*TASK BRIEF*
The answer must restate every record word for word.

━━━━━━━━━━━━━━━━━━━━

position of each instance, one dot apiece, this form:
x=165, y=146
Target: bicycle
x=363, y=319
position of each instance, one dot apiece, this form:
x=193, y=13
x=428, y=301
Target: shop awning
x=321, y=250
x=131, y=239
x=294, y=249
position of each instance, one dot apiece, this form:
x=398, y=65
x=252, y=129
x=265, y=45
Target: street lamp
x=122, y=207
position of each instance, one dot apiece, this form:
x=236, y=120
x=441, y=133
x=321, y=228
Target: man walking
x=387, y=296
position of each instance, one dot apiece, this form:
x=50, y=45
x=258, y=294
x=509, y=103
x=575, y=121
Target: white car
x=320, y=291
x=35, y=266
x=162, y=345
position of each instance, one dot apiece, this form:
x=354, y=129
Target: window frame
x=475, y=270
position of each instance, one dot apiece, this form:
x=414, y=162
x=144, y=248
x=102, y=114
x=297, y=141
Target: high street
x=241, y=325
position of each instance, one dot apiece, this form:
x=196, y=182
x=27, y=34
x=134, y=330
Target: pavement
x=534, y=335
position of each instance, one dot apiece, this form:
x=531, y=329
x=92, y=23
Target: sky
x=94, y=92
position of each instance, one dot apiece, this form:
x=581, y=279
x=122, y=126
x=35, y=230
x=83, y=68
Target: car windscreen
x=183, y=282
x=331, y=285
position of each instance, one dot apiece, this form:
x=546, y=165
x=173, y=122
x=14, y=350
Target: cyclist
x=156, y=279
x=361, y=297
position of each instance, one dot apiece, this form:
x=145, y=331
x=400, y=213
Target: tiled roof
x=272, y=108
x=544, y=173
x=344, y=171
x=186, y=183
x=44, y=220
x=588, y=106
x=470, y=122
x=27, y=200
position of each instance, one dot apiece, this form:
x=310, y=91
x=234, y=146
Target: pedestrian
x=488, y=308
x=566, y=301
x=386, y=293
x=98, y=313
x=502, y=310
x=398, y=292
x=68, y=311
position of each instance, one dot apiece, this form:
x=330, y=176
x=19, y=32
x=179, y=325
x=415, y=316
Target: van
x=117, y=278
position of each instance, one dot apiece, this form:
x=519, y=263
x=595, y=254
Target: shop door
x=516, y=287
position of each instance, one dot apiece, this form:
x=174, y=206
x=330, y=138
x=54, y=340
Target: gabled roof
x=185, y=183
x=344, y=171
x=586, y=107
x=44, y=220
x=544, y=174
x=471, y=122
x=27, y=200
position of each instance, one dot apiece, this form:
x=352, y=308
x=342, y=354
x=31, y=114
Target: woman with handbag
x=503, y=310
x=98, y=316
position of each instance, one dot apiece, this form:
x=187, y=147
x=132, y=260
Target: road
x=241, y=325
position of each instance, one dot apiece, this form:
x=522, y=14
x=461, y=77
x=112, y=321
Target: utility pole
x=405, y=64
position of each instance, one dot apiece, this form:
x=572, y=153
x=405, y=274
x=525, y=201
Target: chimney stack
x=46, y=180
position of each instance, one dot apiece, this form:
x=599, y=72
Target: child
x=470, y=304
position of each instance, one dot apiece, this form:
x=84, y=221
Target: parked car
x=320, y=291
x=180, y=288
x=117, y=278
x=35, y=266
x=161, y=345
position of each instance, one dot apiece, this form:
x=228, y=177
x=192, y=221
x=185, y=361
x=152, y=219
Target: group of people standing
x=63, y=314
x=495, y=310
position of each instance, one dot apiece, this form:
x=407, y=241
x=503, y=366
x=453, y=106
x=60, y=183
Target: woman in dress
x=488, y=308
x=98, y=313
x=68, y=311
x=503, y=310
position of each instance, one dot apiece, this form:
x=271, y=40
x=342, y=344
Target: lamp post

━━━━━━━━━━━━━━━━━━━━

*RESPONSE TO THE TASK*
position of each instance, one dot apiece, this form:
x=165, y=146
Target: bicycle
x=363, y=319
position of each instance, one dot apiece, this form:
x=193, y=13
x=428, y=301
Target: shop awning
x=321, y=250
x=131, y=239
x=294, y=249
position of each instance, one dot apiece, this form:
x=398, y=65
x=252, y=129
x=265, y=45
Target: street lamp
x=122, y=207
position of each instance, one dot apiece, this form:
x=236, y=120
x=441, y=133
x=321, y=228
Target: man walking
x=387, y=296
position of each instance, one dot apiece, this form:
x=50, y=45
x=258, y=294
x=509, y=103
x=575, y=121
Target: white car
x=320, y=291
x=35, y=266
x=162, y=345
position of each instance, one dot apiece, this form:
x=354, y=129
Target: window frame
x=475, y=270
position of each instance, one dot apiece, this form:
x=414, y=162
x=144, y=248
x=102, y=114
x=297, y=141
Target: high street
x=241, y=325
position of each instance, one dot apiece, this form:
x=196, y=182
x=27, y=34
x=134, y=330
Target: pavement
x=534, y=335
position of each instance, one dot apiece, this form:
x=531, y=329
x=92, y=23
Target: sky
x=94, y=92
position of each instance, one dot apiece, this form:
x=581, y=279
x=122, y=126
x=35, y=230
x=83, y=68
Target: car windscreen
x=183, y=282
x=331, y=285
position of each instance, one dot apiece, this form:
x=546, y=165
x=173, y=122
x=14, y=350
Target: cyclist
x=156, y=279
x=361, y=297
position of each instance, one dot apiece, this form:
x=145, y=331
x=400, y=213
Target: tiled roof
x=272, y=108
x=544, y=173
x=344, y=171
x=186, y=183
x=44, y=220
x=588, y=106
x=470, y=122
x=27, y=200
position of each instance, one dot apiece, this form:
x=310, y=91
x=234, y=146
Target: pedestrian
x=488, y=308
x=566, y=301
x=386, y=293
x=98, y=313
x=502, y=310
x=398, y=292
x=68, y=311
position of each instance, one dot apiece, this form:
x=330, y=176
x=19, y=32
x=179, y=325
x=415, y=316
Target: van
x=117, y=278
position of each instance, one dot apiece, this form:
x=519, y=263
x=595, y=254
Target: shop door
x=516, y=287
position of each instance, one dot apiece, this form:
x=174, y=206
x=330, y=138
x=54, y=340
Target: gabled roof
x=185, y=183
x=344, y=171
x=586, y=107
x=44, y=220
x=544, y=174
x=471, y=122
x=27, y=200
position of each instance, one dot apiece, this form:
x=352, y=308
x=342, y=354
x=31, y=114
Target: woman with handbag
x=503, y=310
x=98, y=316
position of each instance, one dot apiece, this form:
x=187, y=147
x=132, y=260
Target: road
x=241, y=325
position of each instance, one dot apiece, this form:
x=522, y=14
x=461, y=77
x=112, y=321
Target: utility pole
x=405, y=64
position of each instance, one dot apiece, this form:
x=572, y=153
x=405, y=274
x=525, y=201
Target: chimney stack
x=46, y=180
position of each instance, one dot apiece, this form:
x=599, y=72
Target: child
x=470, y=304
position of each instance, one dot apiece, this form:
x=84, y=221
Target: parked car
x=320, y=291
x=180, y=288
x=117, y=278
x=35, y=266
x=161, y=345
position of each instance, one dot apiece, this form:
x=228, y=177
x=192, y=221
x=185, y=361
x=152, y=219
Target: group of people standing
x=63, y=314
x=495, y=310
position of each instance, one dot apiece, this form:
x=407, y=241
x=503, y=366
x=453, y=106
x=60, y=183
Target: woman in dress
x=488, y=308
x=98, y=313
x=68, y=311
x=503, y=310
position of each instance, one dot apiece, this form:
x=271, y=40
x=342, y=344
Target: lamp post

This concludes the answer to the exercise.